# READING TEXT
========================
DSC 102: Systems for Scalable Analytics

Administrivia

Lectures: MWF 3:00-3:50pm PT at CENTR 109

Instructor: Arun Kumar

  • Office Hours: Wed 4:00-5:00pm PT at 3218 CSE

Discussions: Mon 5:00-5:50pm PT at CENTR 109 (only occasionally)

TAs:

  • Aniruddha Das (andas [at] ucsd.edu)

  • Areeb Syed (aas050 [at] ucsd.edu)

  • Trevor Tuttle (tjtuttle [at] ucsd.edu)

  • The TA office hours are distributed non-uniformly. See the detailed schedules on the TA OHs page.

Piazza: DSC 102 (access code posted on Canvas)

Course Goals and Content

This course covers the principles of computing systems and tools for scaling data analytics to large datasets. Scalable analytics systems are a central part of modern data science in numerous application domains spanning enterprise business intelligence, Web search, e-commerce, social media, natural and social sciences, healthcare, digital humanities, e-governance, Internet of Things, and more.
========================
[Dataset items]
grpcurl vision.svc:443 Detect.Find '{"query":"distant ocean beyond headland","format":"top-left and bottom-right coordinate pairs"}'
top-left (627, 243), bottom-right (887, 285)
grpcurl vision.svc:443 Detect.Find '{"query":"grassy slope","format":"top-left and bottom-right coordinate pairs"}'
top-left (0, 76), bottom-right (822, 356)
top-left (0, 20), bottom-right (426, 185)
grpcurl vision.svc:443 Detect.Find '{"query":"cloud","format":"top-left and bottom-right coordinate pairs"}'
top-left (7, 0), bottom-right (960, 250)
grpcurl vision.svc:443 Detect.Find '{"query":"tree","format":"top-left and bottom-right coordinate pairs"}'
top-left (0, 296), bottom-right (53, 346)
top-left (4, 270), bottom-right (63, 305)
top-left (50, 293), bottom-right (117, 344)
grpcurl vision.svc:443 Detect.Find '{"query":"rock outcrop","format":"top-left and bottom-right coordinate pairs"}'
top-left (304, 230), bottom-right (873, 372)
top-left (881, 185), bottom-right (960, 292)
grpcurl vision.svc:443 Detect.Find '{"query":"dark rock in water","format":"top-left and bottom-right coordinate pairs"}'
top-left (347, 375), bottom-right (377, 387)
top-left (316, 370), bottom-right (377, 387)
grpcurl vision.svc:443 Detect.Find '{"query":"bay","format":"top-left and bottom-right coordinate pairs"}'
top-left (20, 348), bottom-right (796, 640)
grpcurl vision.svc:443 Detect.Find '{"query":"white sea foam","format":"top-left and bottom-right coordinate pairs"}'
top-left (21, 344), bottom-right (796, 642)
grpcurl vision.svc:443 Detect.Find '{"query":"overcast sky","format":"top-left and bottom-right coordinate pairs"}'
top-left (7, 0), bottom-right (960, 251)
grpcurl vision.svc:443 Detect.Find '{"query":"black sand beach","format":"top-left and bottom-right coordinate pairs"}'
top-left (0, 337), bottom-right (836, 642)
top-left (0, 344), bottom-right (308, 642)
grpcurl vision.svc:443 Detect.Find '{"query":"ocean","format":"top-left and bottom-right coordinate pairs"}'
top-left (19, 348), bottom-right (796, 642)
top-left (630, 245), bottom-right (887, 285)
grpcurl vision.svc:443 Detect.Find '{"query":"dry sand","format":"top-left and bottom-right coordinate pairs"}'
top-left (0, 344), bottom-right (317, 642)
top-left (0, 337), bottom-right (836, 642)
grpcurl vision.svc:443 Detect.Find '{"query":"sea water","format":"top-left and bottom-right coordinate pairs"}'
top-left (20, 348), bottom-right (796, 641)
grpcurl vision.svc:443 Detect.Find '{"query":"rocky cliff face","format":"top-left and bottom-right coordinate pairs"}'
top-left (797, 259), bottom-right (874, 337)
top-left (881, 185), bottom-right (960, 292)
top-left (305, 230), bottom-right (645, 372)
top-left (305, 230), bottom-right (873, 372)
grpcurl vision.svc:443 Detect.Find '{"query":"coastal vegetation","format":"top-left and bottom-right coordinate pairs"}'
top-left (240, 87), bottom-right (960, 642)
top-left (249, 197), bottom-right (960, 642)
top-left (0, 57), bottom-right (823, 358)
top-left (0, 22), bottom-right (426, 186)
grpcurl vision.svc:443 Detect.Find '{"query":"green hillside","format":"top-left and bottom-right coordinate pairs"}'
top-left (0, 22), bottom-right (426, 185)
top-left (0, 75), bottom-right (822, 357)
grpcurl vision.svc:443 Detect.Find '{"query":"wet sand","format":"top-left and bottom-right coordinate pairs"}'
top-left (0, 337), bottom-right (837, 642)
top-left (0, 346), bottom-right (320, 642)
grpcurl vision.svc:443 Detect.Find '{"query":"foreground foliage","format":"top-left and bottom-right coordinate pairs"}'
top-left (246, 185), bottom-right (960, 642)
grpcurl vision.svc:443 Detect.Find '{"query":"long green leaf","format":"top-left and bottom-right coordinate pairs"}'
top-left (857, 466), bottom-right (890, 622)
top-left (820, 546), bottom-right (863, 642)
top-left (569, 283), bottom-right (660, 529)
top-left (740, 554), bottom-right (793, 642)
========================
# WHAT THIS TASK INVOLVES
Answer these questions about the course page:
1. When and where are the lectures held?
2. Who is the instructor?
3. Where is the Piazza access code posted?
These rows have no connection to the course page.

# COMPLETE ANSWER
1. MWF 3:00-3:50pm PT at CENTR 109
2. Arun Kumar
3. On Canvas